# Requirement:
According to the notes on Sam Altman's Blitzscale lesson, what is the most critical mistake?

# Text excerpt:
[Start of section]

Blitzscale lesson 2: Sam Altman

Founding teams

  • Fatal conflicts
    • looking at having different vision
    • looking at having the same role
  • complementary pairs
    • technical owner
    • business / product owner

Best startups

  • hired the least
  • more people less effective
  • 70 productive hours –
    • focus those hours on users
    • focus on getting a really small number of users that really love the product

Best founders

  • The ability to clearly articulate the vision of what they are trying to do
    • easier to recruit
    • easier to promote
    • easier to raise fund
  • determined
  • passionate
  • intelligence
  • Effective in execution

Early stage investing

  • network effects at play

Reason to launch quickly

  • gain conviction
  • Recognize a shift in the world
  • see that people are constantly using the app over and over again even when being ridiculed by the masses
  • figure our core metric that gets better 10% each week

Pivots

  • Found an opportunity that worked
  • Built the stuff that you originally wanted to work
  • Found an opportunity that could be monetized
  • A rush to get an idea is very bad! If original idea is bad. Shut down the company, return the money and go travel the world for an organic idea

Learnings

  • The only most valuable pre-start experience is to join a really successful rapidly growing company so that you get put into different roles that you don’t have much experience yet for

Most critical mistake

  • Not firing bad people fast enough
    • it hurts both the company and the employee by keeping them around longer
    • the employee will stagnate during the time he is with the company
    • explain clearly and be firm in the decision that the employee needs to go
    • allow the employee to communicate his needs prior to departure
      • he could work from home while looking for a new position
      • he could state that he is still working for the company while looking for a new position
      • preparing the termination letter prior to communication only creates a highly adversarial environment

Time window

  • You only have a relatively short window of 20 years to be great.

[End of section]

# The data:
[Start of section]

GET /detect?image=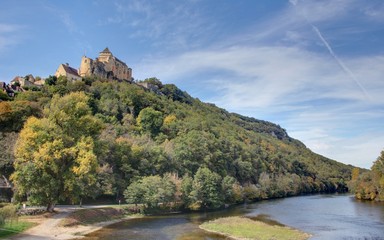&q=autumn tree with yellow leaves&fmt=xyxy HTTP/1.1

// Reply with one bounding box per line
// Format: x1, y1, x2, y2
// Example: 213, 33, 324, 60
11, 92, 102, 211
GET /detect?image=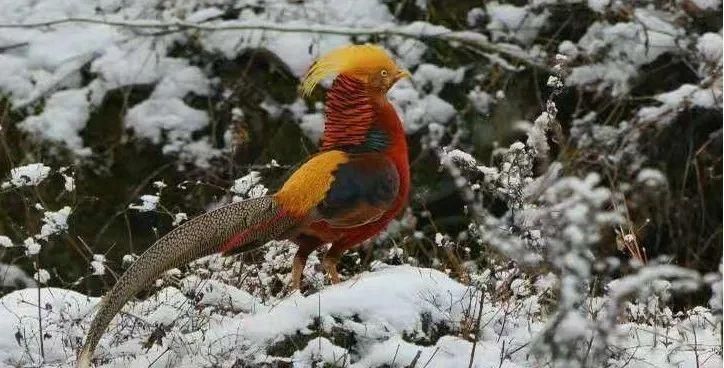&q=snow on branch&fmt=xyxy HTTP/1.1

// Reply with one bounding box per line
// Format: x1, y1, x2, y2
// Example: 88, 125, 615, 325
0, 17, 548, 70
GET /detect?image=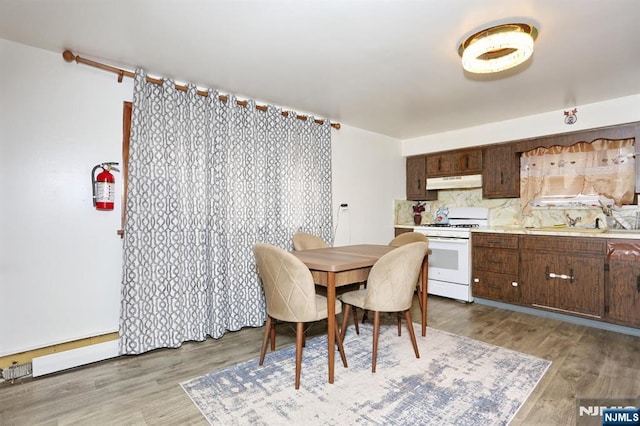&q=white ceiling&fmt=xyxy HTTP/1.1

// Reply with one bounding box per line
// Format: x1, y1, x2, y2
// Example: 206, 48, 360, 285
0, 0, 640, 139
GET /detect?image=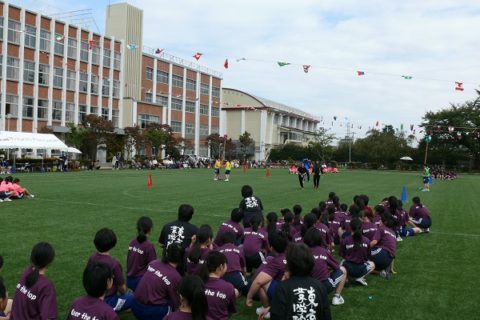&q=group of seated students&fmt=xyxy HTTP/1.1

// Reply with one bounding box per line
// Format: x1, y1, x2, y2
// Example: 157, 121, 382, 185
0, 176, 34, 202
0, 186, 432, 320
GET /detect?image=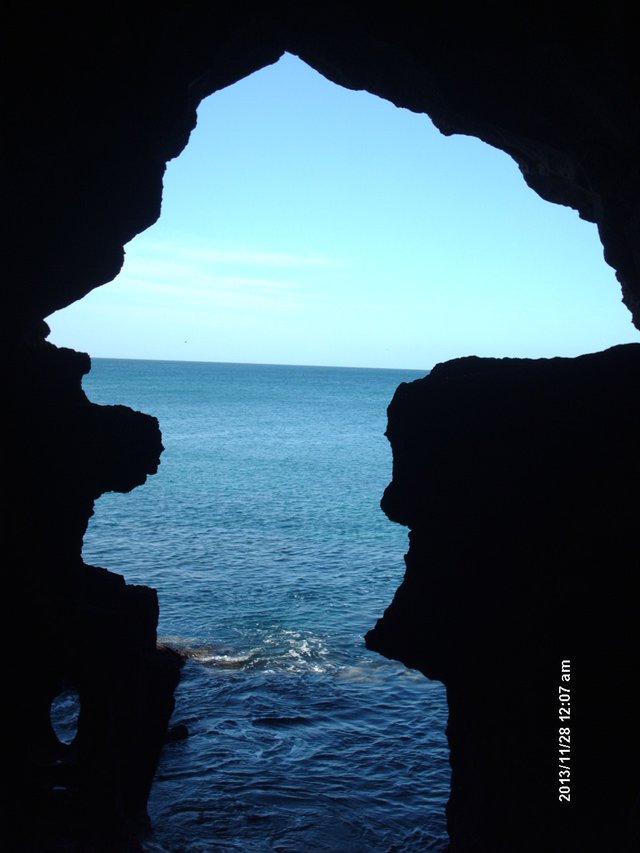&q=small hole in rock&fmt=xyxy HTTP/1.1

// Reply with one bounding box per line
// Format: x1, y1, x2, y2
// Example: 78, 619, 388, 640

[End of section]
[Start of section]

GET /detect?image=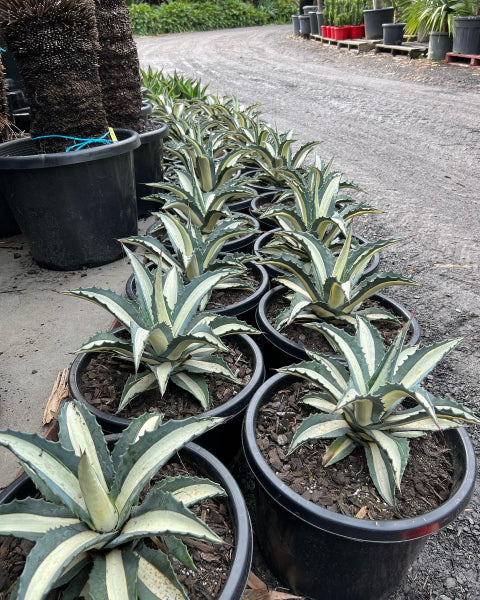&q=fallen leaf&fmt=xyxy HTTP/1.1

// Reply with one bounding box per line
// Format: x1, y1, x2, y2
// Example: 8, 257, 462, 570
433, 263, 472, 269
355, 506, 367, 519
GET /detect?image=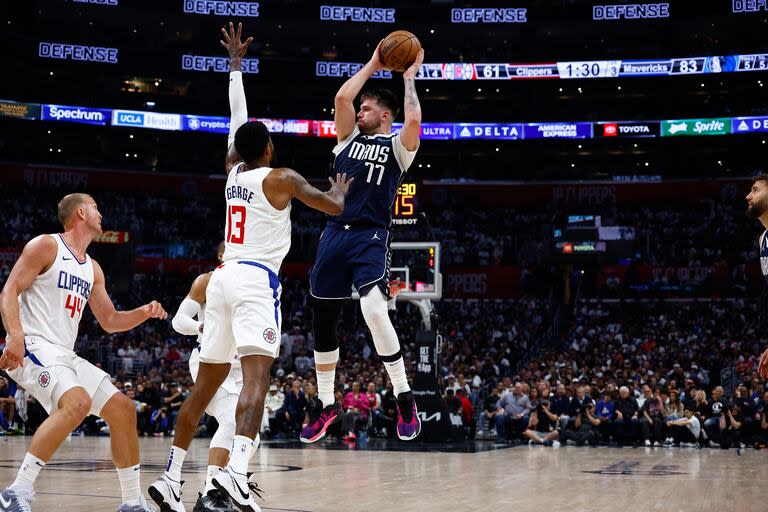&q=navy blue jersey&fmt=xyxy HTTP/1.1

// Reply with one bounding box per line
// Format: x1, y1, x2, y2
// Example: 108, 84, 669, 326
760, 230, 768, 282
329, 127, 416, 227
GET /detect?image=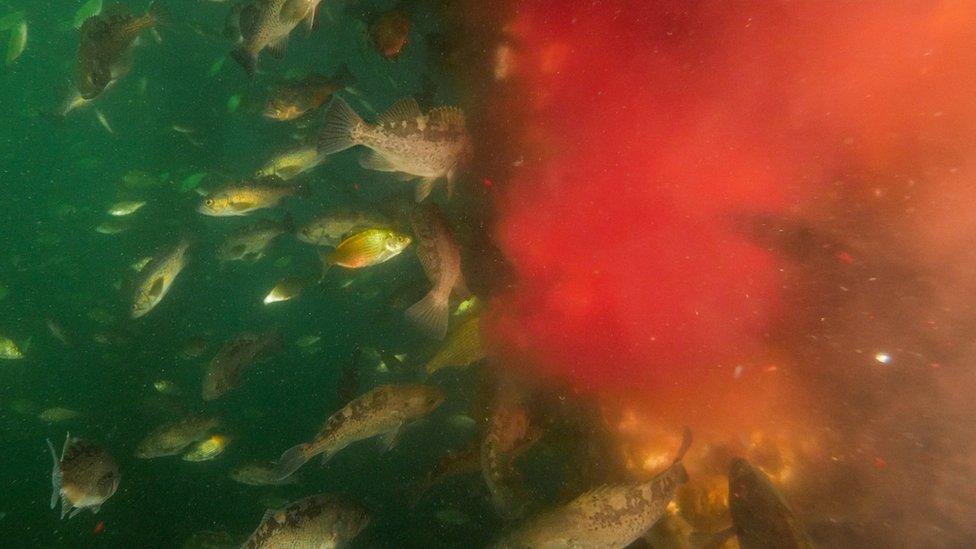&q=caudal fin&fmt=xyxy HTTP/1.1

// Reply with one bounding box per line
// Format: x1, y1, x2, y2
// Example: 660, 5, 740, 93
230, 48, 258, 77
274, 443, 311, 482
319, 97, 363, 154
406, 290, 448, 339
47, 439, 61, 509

[End of section]
[Start of section]

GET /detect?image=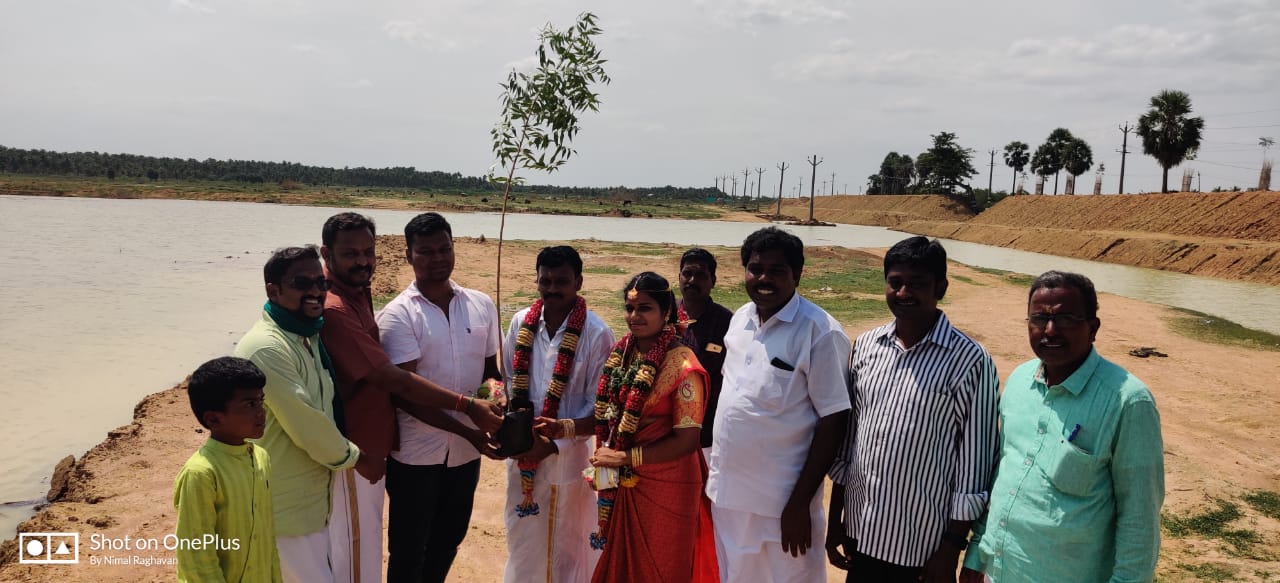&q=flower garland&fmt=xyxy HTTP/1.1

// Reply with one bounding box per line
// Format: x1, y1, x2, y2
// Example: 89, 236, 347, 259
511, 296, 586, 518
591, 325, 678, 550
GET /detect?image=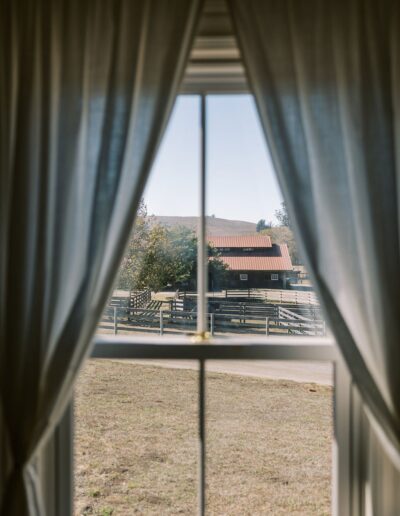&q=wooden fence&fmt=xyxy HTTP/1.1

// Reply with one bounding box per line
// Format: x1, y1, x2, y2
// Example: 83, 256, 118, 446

[End of section]

# Finished task:
Not firing bad people fast enough.